= Work instructions =
All lines from the one with "POLYGON ((41 170, 73 114, 25 116, 41 170))" onward, through the last line of the records below, are to be retyped word for word.

-- Information provided follows --

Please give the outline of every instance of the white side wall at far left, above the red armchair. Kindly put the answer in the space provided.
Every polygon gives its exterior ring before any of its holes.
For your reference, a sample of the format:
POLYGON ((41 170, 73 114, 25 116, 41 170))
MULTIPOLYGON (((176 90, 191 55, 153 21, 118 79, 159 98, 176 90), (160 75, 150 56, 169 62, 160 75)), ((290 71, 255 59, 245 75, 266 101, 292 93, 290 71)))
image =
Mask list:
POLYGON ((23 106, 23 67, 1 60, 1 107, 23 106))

-- Information provided concluded --

= Result of this task =
POLYGON ((41 170, 73 114, 25 116, 41 170))
MULTIPOLYGON (((176 90, 191 55, 153 21, 118 79, 159 98, 176 90), (160 75, 150 56, 169 62, 160 75)), ((290 71, 255 59, 245 75, 266 101, 292 93, 290 71)))
image =
Mask list:
POLYGON ((23 106, 23 67, 1 60, 1 107, 23 106))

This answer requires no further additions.